## Required action
Go through the data line by line. Copy each one holding the string "small".

Dataset records
———

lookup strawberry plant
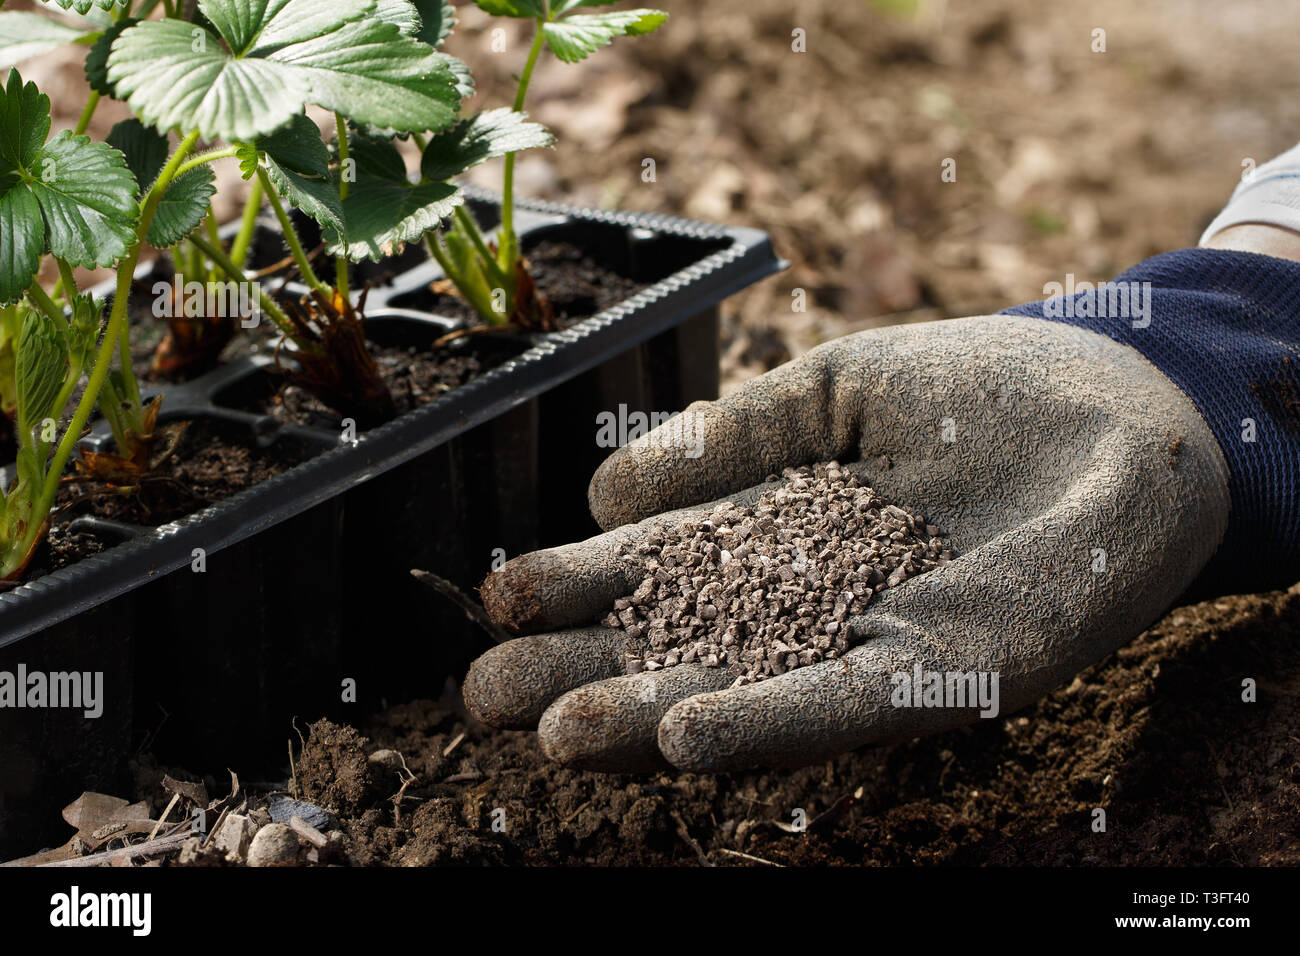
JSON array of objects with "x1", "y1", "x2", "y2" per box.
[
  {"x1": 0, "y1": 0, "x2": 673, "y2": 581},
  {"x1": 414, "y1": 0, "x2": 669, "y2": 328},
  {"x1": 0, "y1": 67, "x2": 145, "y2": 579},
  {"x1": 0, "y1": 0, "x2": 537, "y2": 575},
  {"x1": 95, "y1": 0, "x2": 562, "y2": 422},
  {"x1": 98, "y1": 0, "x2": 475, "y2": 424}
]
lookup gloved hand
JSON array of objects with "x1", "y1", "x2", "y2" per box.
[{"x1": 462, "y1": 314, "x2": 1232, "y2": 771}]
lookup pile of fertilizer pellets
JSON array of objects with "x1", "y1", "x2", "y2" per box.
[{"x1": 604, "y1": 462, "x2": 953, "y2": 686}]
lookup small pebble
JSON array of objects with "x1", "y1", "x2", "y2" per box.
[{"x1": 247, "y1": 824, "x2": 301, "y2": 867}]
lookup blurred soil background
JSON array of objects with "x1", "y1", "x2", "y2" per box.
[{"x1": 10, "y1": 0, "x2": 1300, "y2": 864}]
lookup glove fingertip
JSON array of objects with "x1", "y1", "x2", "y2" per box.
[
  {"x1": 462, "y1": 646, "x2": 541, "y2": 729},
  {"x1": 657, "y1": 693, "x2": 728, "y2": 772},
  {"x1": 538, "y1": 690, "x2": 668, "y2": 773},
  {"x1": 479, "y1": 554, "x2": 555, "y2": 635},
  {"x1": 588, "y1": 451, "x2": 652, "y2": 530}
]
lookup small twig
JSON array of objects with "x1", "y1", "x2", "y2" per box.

———

## Output below
lookup small pebble
lookup small twig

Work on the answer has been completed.